- [Exercise 1]
Pick out every line in the rows below that contains the string "jacket".
== Passage shown ==
Power Rule for derivatives

**Krizalid** · October 17th 2008, 11:03 AM

Let $f(x)=x^n$ and prove that its derivative is given by $f'(x)=n\cdot x^{n-1},\,\forall\,n\in\mathbb R.$

**Krizalid** · October 17th 2008, 11:14 AM

There's a problem with that solution 'cause binomial theorem works with natural numbers, hence, when computing the limit, you assume that $n$ is natural since $n$ is a real number.

**Krizalid** · October 17th 2008, 11:23 AM

Yes, I know, but in that case we state that such derivative only works for natural numbers.
===
== Data shown ==
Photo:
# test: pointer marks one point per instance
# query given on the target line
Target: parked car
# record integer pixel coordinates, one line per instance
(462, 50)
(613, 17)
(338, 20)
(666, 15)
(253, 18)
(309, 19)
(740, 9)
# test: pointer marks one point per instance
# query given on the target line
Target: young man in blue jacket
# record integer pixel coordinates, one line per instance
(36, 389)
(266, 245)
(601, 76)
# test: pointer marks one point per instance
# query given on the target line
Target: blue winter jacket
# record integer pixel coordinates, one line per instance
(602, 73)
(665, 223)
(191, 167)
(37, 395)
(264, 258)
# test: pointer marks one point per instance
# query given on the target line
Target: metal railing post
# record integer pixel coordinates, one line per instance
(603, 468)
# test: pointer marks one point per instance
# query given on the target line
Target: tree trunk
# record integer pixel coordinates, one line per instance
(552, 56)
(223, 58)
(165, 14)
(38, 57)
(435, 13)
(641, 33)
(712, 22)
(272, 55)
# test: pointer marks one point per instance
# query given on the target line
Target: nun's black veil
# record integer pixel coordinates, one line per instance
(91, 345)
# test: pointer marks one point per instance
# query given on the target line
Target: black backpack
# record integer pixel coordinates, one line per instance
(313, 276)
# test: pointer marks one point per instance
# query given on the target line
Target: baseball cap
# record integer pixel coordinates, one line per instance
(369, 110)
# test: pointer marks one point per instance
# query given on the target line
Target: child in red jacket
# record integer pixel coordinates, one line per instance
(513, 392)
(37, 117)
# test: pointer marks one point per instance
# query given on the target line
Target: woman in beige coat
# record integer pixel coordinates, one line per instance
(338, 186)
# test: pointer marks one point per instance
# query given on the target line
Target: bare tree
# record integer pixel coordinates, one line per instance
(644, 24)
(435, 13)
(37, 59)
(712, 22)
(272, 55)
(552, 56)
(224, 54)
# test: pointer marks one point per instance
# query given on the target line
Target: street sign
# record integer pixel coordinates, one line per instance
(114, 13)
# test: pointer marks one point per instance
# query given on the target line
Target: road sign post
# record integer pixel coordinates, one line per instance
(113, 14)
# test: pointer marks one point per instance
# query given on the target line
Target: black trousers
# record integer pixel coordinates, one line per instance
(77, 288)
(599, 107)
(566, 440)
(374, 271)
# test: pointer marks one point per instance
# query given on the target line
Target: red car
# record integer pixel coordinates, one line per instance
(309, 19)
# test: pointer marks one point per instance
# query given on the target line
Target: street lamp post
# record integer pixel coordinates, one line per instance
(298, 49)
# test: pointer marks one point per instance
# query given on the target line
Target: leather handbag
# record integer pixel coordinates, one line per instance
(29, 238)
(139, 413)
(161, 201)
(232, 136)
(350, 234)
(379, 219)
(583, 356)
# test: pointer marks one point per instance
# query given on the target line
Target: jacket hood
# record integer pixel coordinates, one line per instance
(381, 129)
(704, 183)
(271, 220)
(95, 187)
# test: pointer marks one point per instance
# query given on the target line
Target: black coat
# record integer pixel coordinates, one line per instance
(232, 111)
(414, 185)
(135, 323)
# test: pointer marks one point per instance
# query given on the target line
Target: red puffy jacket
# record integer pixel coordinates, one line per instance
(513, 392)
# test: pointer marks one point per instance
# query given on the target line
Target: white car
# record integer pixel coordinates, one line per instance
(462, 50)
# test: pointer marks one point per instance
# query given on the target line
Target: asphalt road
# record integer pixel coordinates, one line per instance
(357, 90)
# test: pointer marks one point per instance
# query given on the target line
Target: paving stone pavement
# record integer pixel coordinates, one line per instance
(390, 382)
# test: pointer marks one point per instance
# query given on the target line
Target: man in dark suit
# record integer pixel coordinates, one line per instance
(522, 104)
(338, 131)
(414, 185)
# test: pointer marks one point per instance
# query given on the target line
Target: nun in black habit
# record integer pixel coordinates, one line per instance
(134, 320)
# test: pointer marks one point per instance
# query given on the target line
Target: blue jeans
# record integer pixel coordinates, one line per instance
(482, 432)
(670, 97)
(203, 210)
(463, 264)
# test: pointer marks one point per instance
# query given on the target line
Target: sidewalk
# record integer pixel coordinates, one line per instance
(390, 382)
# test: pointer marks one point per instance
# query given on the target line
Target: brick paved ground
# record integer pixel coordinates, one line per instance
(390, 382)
===
- [Exercise 2]
Write out everything in the power rule thread above from "Let $f(x)=x^n$ and" down to "a real number.", switching "binomial theorem" to "Taylor expansion".

- [Response 1]
Target: young man in blue jacket
Target: blue winter jacket
Target: child in red jacket
Target: jacket hood
Target: red puffy jacket

- [Response 2]
Let $f(x)=x^n$ and prove that its derivative is given by $f'(x)=n\cdot x^{n-1},\,\forall\,n\in\mathbb R.$

**Krizalid** · October 17th 2008, 11:14 AM

There's a problem with that solution 'cause Taylor expansion works with natural numbers, hence, when computing the limit, you assume that $n$ is natural since $n$ is a real number.